Pharmacia, the ninth largest pharmaceutical company in the world, has withdrawn its anti-malaria drug called Metakelfin in white sachets and replaced it with a new one in a silver foil pack.
The withdrawal of the single-dose malaria drug in the white sachets follows the detection of fake ones on the market in Ghana and Nigeria and East Africa.
Mr John Allotey, Pharmacia's Medical Representative for West and Southern Africa Regions, said the company was now producing the drug in only the silver foil and urged the public to insist on buying only that.
He was speaking during the presentation of 5,000 tablets of Metakelfin for the treatment of 2,500 malaria patients, which is valued at 18 million cedis to the Ghana Ports and Harbours (GPHA) Clinic at Tema on Friday.
Mr Allotey said the fake drugs, whose sources were unknown, have been found to contain paracetamol, powder and starch, adding, people cashed in to produce the fake ones because it had been found to be a good drug.
He said Metakelfin, like Chloroquine, clears 50 per cent of the malaria parasites on the first day, 98 per cent of on the second day and 100 per cent on the third day stayed in the system for 216 hours or nine days to fight any immediate introduction of parasites by mosquitoes.
It can also be used as a prophylaxis to prevent malaria and as a first and second line drug for the treatment of the disease but not recommended for people, who are highly sensitive to sulphur.
Mr Allotey said Pharmacia was much committed to the eradication of malaria, which kills 3,000 people each day with 90 per cent of the deaths occurring in Africa.
It is estimated that 25 per cent of children's death in Africa is due to malaria while pregnant mothers were four times likely to suffer malaria and two times more like to die from the disease than non-pregnant women.
Economic loss due to malaria was estimated at 12 billion US dollars in the year 2000.

> _WHAT IS EXPECTED_: Rewrite the Metakelfin report starting at "Pharmacia, the ninth" and ending at "buying only that.", changing "white sachets" to "paper sachets" everywhere it occurs.

> _Dataset excerpts_:
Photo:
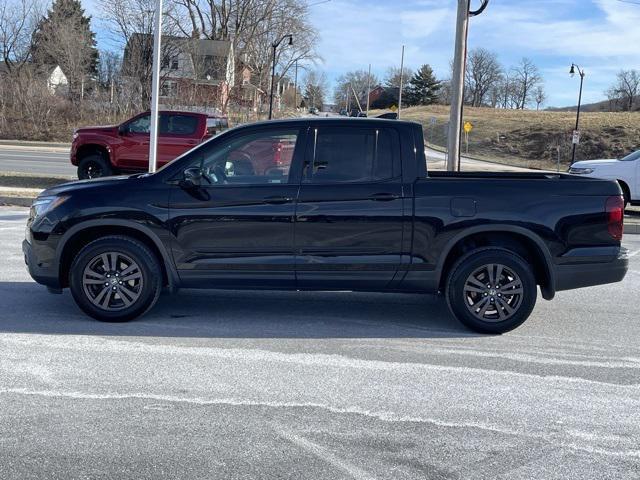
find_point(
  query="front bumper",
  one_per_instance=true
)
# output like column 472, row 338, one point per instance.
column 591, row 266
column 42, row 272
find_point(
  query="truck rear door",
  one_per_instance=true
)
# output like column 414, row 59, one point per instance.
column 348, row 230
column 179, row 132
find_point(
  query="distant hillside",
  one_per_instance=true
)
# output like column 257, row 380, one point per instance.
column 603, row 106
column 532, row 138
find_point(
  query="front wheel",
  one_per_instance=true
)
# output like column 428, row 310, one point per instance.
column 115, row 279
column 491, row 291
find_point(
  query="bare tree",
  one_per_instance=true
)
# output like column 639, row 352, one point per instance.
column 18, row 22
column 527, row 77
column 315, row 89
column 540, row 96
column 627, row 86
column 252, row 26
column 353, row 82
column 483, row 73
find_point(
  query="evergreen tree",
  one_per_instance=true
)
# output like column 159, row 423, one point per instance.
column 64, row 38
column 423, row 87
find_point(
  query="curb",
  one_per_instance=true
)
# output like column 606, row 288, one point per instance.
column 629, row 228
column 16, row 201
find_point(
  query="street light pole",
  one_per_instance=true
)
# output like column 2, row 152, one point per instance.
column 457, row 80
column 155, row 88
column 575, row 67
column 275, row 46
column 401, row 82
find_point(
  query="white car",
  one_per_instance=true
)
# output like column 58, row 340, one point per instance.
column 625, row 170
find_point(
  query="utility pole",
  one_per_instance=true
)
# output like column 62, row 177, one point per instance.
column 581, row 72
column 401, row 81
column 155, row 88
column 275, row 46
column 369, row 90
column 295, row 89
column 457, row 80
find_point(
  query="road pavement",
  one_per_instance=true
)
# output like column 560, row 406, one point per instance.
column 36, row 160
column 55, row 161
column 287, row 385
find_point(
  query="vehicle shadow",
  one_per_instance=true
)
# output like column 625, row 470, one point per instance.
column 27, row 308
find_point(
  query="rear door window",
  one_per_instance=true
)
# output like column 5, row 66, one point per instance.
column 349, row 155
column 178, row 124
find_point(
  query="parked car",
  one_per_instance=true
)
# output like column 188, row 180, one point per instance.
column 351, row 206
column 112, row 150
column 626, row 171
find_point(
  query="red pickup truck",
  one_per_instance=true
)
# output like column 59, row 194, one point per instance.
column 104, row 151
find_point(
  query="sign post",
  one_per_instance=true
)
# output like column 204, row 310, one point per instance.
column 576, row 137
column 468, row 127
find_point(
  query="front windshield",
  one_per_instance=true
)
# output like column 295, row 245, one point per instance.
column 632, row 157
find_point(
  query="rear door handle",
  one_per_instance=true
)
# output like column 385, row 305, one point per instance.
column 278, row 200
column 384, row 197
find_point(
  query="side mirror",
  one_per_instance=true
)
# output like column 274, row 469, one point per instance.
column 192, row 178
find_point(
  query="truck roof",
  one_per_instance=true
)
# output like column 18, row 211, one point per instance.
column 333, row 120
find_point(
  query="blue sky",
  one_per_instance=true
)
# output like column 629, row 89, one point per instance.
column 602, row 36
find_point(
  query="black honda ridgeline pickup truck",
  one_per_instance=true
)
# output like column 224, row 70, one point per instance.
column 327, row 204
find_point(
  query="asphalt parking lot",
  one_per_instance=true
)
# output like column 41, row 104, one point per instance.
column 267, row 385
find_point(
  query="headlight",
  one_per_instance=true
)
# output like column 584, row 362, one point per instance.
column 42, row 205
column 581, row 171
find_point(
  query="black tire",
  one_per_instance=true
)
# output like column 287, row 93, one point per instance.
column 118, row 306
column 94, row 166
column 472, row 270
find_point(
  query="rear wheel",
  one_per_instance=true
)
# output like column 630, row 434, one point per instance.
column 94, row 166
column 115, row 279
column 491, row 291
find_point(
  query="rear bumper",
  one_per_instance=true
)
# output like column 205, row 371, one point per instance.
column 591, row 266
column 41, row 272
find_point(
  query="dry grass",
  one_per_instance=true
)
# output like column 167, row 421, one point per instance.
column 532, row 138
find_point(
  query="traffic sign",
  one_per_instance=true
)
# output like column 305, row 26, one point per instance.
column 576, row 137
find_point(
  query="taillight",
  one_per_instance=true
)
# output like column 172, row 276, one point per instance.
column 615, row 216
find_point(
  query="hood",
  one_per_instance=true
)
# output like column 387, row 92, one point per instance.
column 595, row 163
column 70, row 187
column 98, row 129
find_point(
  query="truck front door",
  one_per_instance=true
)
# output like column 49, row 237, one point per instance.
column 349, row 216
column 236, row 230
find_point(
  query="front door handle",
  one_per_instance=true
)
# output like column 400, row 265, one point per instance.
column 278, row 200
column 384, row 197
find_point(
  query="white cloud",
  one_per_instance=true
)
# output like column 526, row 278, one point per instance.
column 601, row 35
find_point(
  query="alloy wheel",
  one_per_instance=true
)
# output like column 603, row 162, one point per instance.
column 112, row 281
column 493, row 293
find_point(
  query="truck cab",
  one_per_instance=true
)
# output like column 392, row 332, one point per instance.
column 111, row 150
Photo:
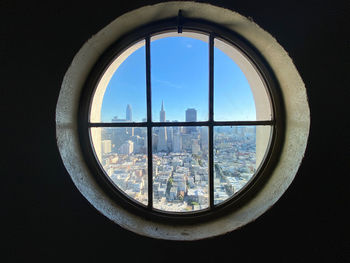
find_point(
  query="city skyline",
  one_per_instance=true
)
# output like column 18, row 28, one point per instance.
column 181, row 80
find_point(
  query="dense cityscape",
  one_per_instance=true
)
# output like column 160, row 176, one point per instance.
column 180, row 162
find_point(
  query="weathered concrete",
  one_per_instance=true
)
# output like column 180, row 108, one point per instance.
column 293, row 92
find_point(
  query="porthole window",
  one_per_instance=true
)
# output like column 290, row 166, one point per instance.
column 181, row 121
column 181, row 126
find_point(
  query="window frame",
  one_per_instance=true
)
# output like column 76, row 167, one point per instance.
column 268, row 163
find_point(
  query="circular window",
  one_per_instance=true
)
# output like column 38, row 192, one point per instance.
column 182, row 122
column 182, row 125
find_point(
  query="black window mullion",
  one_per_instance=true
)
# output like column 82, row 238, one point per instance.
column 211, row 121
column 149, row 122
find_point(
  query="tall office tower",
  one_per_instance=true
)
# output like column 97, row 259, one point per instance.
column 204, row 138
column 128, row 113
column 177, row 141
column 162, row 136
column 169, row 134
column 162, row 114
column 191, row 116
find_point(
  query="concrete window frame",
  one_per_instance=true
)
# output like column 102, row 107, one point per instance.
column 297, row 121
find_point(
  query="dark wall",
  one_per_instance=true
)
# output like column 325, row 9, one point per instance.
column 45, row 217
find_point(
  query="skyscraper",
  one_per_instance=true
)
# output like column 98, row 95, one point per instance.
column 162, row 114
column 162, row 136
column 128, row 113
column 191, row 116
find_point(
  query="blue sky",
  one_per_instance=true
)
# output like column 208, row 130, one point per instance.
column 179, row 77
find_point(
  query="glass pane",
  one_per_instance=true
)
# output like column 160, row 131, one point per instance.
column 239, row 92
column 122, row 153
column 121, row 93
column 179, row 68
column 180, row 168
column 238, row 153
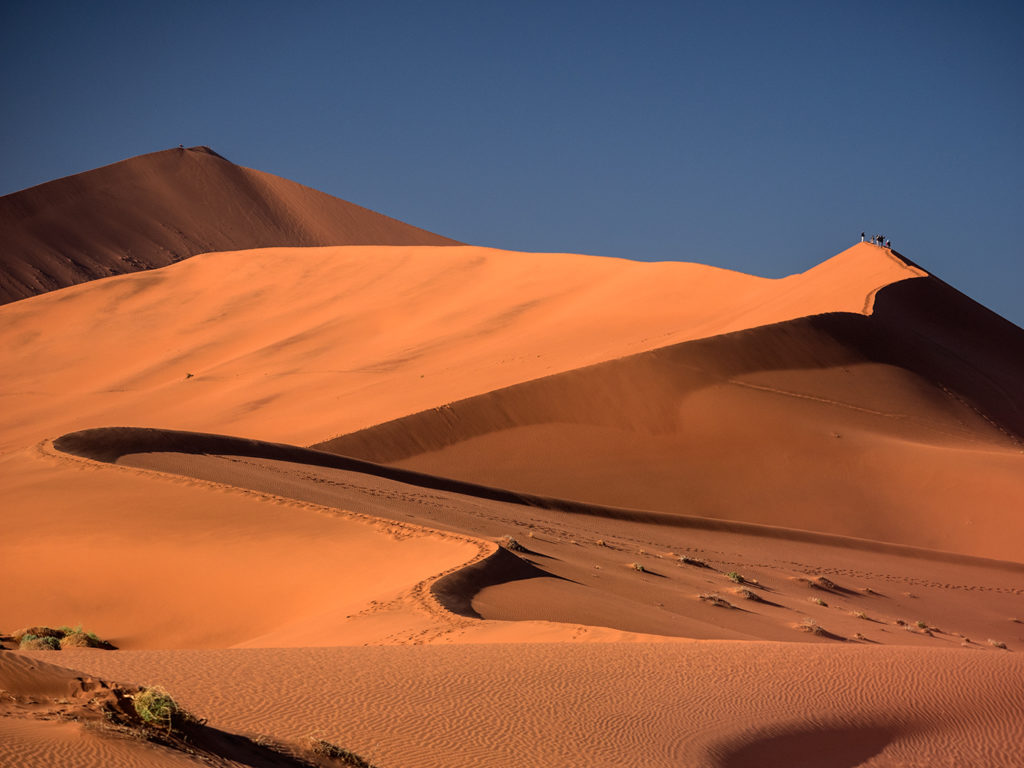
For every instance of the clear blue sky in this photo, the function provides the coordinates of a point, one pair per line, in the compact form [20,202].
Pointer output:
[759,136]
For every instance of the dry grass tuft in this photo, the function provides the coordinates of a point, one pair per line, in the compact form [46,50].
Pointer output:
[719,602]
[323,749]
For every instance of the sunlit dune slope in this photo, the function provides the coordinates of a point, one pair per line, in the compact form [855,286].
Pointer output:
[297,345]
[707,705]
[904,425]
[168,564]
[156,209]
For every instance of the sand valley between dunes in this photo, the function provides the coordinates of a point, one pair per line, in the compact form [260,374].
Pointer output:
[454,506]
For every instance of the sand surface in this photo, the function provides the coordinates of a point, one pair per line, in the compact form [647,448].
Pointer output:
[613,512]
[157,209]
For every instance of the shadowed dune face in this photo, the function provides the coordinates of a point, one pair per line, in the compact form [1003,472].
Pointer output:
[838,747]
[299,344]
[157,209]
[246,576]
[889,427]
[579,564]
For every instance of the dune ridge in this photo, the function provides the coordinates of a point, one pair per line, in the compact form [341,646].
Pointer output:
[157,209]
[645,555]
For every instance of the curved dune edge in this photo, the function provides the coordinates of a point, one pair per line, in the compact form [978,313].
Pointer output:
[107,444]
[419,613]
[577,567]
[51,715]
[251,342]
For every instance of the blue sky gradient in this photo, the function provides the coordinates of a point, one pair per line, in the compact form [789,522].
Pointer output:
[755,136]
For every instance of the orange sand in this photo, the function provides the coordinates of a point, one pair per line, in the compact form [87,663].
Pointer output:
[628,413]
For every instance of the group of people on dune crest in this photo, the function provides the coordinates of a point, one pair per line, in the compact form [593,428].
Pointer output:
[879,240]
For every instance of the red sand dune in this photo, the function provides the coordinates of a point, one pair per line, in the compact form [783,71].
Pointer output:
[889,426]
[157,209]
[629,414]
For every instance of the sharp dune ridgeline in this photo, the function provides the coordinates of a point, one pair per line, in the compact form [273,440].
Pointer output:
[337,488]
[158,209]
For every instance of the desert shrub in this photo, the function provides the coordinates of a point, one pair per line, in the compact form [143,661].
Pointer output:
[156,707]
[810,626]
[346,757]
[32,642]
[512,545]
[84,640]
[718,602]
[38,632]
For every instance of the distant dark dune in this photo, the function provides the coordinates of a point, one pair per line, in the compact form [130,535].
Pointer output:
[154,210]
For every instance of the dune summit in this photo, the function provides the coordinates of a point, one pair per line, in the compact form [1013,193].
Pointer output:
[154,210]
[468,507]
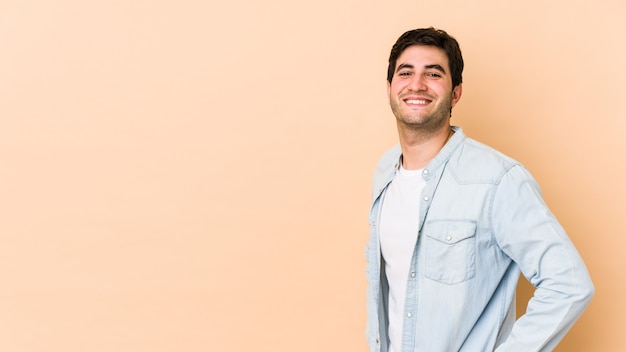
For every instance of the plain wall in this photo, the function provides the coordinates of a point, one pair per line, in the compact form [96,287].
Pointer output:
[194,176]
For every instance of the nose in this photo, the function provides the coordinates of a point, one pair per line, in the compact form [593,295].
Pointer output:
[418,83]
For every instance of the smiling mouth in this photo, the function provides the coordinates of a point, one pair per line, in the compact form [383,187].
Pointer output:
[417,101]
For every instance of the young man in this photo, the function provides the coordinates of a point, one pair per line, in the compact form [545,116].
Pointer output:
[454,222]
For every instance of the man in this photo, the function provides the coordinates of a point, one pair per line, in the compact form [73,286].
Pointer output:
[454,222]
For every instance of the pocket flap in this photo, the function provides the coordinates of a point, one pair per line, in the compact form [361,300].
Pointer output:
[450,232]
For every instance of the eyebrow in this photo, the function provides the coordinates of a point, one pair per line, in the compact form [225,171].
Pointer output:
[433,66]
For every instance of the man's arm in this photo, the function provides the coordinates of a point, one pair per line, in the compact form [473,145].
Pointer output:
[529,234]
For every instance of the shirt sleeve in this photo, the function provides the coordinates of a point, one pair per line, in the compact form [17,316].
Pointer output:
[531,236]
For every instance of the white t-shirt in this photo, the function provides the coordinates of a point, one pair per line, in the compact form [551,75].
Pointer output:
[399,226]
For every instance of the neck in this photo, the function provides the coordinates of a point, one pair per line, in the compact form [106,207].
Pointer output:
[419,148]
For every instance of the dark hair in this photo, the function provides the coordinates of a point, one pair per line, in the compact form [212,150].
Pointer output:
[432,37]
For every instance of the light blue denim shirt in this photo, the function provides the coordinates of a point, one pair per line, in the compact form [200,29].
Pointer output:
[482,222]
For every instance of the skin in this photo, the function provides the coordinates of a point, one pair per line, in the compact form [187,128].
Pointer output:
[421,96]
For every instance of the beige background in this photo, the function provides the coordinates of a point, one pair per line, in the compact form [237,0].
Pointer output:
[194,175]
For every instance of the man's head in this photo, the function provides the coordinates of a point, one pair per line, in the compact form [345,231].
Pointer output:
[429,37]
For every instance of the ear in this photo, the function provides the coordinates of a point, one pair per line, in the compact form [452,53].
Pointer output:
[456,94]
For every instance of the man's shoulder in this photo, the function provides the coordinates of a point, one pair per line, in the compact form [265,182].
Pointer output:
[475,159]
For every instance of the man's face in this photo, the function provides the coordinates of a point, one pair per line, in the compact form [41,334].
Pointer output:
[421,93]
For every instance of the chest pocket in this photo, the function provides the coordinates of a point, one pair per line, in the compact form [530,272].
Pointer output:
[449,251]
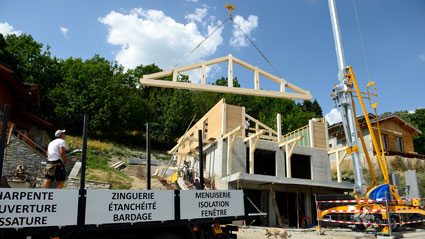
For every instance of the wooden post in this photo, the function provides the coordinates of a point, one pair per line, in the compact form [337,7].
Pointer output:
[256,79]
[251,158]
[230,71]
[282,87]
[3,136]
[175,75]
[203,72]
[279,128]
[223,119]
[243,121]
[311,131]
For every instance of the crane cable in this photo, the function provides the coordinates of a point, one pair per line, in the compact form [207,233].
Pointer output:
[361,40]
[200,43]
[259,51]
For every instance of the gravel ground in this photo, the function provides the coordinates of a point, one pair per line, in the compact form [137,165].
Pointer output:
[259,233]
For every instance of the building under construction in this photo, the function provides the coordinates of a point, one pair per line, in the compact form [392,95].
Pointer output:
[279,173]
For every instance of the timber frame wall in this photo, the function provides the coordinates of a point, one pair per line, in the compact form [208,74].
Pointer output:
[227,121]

> _RESULT_:
Pharmacia, the ninth largest pharmaceutical company in the world, has withdrawn its anti-malaria drug called Metakelfin in paper sachets and replaced it with a new one in a silver foil pack.
The withdrawal of the single-dose malaria drug in the paper sachets follows the detection of fake ones on the market in Ghana and Nigeria and East Africa.
Mr John Allotey, Pharmacia's Medical Representative for West and Southern Africa Regions, said the company was now producing the drug in only the silver foil and urged the public to insist on buying only that.